___ DOCUMENT EXTRACT ___

I've been thinking of getting one for years, then I was lucky enough to be able to borrow one for a while.
I guess that I had always thought of it as a cool shaped gyuto. It's not. As stated above it's used differently.
If you like the flatter profile, then maybe you'll like it, it's not for me though.


----------



## spoiledbroth (Feb 22, 2016)

I think we need some pictures here. Obviously a double beveled kiritsuke is quite flat indeed. I am wondering if anyone could provide a japanese k-tip gyuto with more a "gentle curve" profile... When I think of shibata kotetsu really I think that entire line of knives is heavily influenced by the double beveled kiritsuke. Beyond that and takeda who I'm not coming up with any other k-tip knives offhand that aren't sold specifically as a 50/50 kiritsuke... 

My roundabout point is... are we not discussing a 50/50 kiritsuke ? Or a gyuto with the "nose" ground off, if you'll permit me such a crude image. Does such a knife exist off the shelf or are we really talking short run customs? Cuz if its a custom then maybe issues might be down to the design. If it's a kiritsuke and you're expecting to use it just as you would a gyuto the general concensus seems to be that you're going to be disappointed no matter what knife you get.


----------



## jaybett (Feb 22, 2016)

If you like a nakiri, then you will like a kiritsuke shaped gyuto. Jon at JKI has his k gyutos made with upsweep to the tip. 

I find the lower tip helps with detail, becasue I don't have to lift the handle so far off the board. The tip of my k shaped guyto is thin and looks fragile. There have been multiple posts about people breaking the tips of their k shaped gytuos. . 

Jay


----------



## Kristoff (Feb 22, 2016)

osakajoe said:


> Yes they do. Flatter also means you use the knife very differently. Thus is usually used in high paced kitchen where speed is more important than looks and finesse. Having more curve allows you to use your wrist more and letting the knife do the work but slower than a quick "flat" pull cut.



+1. Perfect explanation. I have a custom watanabe kiritsuki shaped gyuto. It was really heavy and thick but after its been thinned down and sharpened by Dave M it's my only used gyuto at work cause I don't rock cut at all. I like the shibata k tip gyuto a lot but find it too thin and light 

Also I read before that the rocking technique dulls the edge a lot faster because all the edge is making contact with the chopping board. Hope someone can correct me if I am wrong


----------



## alterwisser (Feb 22, 2016)

So, after reading some of these comments... I never rock chop. Feels unnatural to me, only push cuts... Not sure if I use the proper technique, but I kind of make board contact with the front part (not tip) of the knife first, at a very low angle and then kind of push the knife down and forward if that makes sense.

___ DATA EXCERPT ___

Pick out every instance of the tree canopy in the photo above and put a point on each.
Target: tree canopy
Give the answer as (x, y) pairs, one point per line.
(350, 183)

___

### THE REQUEST
Do the following statements agree with the knife forum thread above? Answer yes or no for each and quote the words from the thread that decide it.
(a) jaybett says the tip of his k-shaped gyuto is thin and looks fragile.
(b) Kristoff uses his custom watanabe gyuto at work for rock cutting.
(c) alterwisser first makes board contact with the tip of the knife.

### WRITTEN SOLUTION
(a) Yes: "The tip of my k shaped guyto is thin and looks fragile."
(b) No: "I don't rock cut at all."
(c) No: "I kind of make board contact with the front part (not tip) of the knife first"